Task to complete –
The listing below should be copied in full, word for word.

Data for the task –

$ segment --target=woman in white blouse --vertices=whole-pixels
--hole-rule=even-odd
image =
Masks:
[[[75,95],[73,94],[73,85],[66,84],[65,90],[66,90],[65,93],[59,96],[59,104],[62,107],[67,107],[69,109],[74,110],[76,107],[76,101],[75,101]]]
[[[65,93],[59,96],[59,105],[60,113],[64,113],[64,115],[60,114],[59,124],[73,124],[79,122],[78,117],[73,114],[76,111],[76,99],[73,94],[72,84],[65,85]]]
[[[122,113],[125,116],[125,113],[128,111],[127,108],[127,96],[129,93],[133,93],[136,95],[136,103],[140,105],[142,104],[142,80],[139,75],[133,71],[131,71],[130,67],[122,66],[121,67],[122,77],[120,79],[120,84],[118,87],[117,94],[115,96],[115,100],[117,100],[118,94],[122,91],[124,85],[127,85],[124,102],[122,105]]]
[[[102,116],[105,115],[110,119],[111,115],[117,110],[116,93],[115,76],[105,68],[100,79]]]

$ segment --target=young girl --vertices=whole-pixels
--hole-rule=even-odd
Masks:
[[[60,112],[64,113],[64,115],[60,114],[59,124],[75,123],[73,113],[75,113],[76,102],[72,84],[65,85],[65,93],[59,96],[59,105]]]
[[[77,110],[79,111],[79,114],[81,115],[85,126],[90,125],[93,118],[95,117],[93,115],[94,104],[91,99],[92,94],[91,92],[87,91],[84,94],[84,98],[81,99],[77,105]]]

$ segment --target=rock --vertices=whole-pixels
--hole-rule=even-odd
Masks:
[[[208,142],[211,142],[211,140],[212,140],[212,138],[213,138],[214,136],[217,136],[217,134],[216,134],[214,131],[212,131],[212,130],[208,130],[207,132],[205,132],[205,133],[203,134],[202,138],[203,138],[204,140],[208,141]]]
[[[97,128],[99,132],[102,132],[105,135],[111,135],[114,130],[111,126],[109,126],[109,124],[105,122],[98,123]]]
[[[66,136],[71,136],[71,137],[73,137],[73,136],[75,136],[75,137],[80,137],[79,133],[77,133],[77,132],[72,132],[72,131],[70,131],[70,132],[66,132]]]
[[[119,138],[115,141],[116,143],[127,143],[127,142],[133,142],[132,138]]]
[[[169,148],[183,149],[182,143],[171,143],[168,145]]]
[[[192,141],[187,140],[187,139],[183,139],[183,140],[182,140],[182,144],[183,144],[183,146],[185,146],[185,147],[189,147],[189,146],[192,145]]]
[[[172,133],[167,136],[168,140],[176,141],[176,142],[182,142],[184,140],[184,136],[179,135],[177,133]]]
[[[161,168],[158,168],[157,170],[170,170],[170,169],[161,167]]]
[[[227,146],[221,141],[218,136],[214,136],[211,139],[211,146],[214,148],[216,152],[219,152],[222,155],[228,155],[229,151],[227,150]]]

Written response –
$ segment --target=woman in white blouse --vertices=whole-pixels
--hole-rule=even-odd
image =
Masks:
[[[75,95],[73,94],[73,85],[66,84],[65,90],[66,90],[65,93],[59,96],[59,104],[62,107],[67,107],[69,109],[74,110],[76,107],[76,101],[75,101]]]
[[[65,93],[59,96],[59,105],[60,113],[64,113],[64,115],[60,114],[59,124],[73,124],[79,122],[78,117],[73,114],[76,111],[76,99],[73,94],[72,84],[65,85]]]
[[[122,113],[125,116],[125,113],[128,111],[127,108],[127,96],[129,93],[133,93],[136,95],[136,103],[140,105],[142,104],[142,80],[139,75],[133,71],[131,71],[130,67],[122,66],[121,67],[122,77],[120,79],[120,84],[118,87],[117,94],[115,96],[115,100],[117,100],[118,94],[122,91],[124,85],[127,85],[124,102],[122,105]]]
[[[102,116],[105,115],[110,119],[111,115],[117,110],[116,93],[115,76],[105,68],[100,79]]]

$ segment --target=young girl --vertices=whole-pixels
--hole-rule=even-odd
Masks:
[[[60,112],[64,113],[64,115],[60,114],[59,124],[75,123],[73,113],[75,113],[76,102],[72,84],[65,85],[65,93],[59,96],[59,105]]]
[[[77,110],[79,111],[79,114],[81,115],[85,126],[90,125],[93,118],[95,117],[93,115],[94,104],[91,99],[92,94],[91,92],[87,91],[84,94],[84,98],[81,99],[77,105]]]

$ segment --target=rock --vertices=whole-pixels
--hole-rule=even-odd
Masks:
[[[208,142],[211,142],[211,140],[212,140],[212,138],[213,138],[214,136],[217,136],[217,134],[216,134],[214,131],[212,131],[212,130],[208,130],[207,132],[205,132],[205,133],[203,134],[202,138],[203,138],[204,140],[208,141]]]
[[[97,128],[99,132],[102,132],[105,135],[111,135],[114,130],[111,126],[109,126],[109,124],[105,122],[98,123]]]
[[[66,136],[71,136],[71,137],[73,137],[73,136],[75,136],[75,137],[80,137],[79,133],[77,133],[77,132],[72,132],[72,131],[70,131],[70,132],[66,132]]]
[[[119,138],[115,141],[116,143],[127,143],[127,142],[133,142],[132,138]]]
[[[169,148],[183,149],[182,143],[171,143],[168,145]]]
[[[192,141],[187,140],[187,139],[183,139],[183,140],[182,140],[182,144],[183,144],[183,146],[185,146],[185,147],[189,147],[189,146],[192,145]]]
[[[172,133],[167,136],[168,140],[176,141],[176,142],[182,142],[184,140],[184,136],[179,135],[177,133]]]
[[[161,168],[158,168],[157,170],[170,170],[170,169],[161,167]]]
[[[227,146],[221,141],[218,136],[214,136],[211,139],[211,146],[214,148],[216,152],[219,152],[222,155],[228,155],[229,151],[227,150]]]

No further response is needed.